● REQUIRED ACTIONS:
(1) Translate this sentence from the passage on glottal t's into Spanish: "In standard English what and wad differ only in the t and d, but only the first gets reduced to a glottal in some accents."
(2) For each statement, answer yes or no according to the passage on glottal t's, and quote the words of the passage that decide it.
(a) In certain regional accents, the d in model is reduced to a glottal.
(b) In some regional accents, the L in mottle and model becomes a kind of W sound.
(c) The d can get reduced in words like bedbug.

● TEXT PROVIDED:
========================================

It is very common in regional English accents for t's in certain locations to be pronounced as glottals. It's less common with d's. So the words mottle and model are prounced the same in standard English, aside from the t/d distinction. But only in mottle is the t reduced to a glottal in certain regional accents, whereas in model it is still a clear d in those accents. (And in some regional accents, the L in each is reduced to a kind of W sound in those words.) We can produce several other parallel examples. In standard English what and wad differ only in the t and d, but only the first gets reduced to a glottal in some accents. Similarly we can compare Batman vs badmouth.

Though in tidbit, the t/d precedes a b. Does this make a difference? I think it does. It seems that the d can get reduced in words like bedbug, goodbye, etc.

========================================

(Stored records)

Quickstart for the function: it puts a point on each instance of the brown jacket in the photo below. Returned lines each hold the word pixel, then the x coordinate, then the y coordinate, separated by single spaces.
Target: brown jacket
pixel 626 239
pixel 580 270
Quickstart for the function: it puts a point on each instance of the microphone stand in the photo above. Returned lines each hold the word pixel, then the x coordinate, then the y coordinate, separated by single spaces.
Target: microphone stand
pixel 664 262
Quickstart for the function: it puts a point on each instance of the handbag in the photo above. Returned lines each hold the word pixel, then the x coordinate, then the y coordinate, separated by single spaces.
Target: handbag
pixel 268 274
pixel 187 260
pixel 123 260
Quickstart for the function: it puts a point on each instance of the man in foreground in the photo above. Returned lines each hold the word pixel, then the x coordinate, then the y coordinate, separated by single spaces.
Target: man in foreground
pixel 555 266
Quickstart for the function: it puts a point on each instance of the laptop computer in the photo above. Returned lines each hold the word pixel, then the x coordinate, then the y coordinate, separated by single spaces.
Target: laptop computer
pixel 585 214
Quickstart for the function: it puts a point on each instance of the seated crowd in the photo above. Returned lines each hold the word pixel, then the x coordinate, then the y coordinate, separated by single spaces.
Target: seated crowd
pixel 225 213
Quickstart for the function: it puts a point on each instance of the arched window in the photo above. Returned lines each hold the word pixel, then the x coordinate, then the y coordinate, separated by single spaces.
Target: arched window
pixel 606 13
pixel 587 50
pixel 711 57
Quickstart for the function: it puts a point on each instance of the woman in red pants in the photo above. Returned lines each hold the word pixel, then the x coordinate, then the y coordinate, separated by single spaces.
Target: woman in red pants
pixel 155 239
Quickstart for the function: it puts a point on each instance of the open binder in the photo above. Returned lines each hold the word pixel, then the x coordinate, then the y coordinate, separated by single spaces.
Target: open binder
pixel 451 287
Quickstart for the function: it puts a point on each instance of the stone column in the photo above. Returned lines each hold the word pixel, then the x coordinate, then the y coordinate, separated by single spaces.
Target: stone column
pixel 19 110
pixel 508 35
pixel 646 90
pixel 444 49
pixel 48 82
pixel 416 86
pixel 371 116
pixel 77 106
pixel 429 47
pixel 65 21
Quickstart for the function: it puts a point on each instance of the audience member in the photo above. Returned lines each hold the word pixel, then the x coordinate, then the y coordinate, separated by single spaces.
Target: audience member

========================================

● IN RESPONSE:
(1) En el inglés estándar, what y wad solo se diferencian en la t y la d, pero solo la primera se reduce a un sonido glotal en algunos acentos.

(2)
(a) No: "whereas in model it is still a clear d in those accents"
(b) Yes: "in some regional accents, the L in each is reduced to a kind of W sound in those words"
(c) Yes: "It seems that the d can get reduced in words like bedbug, goodbye, etc."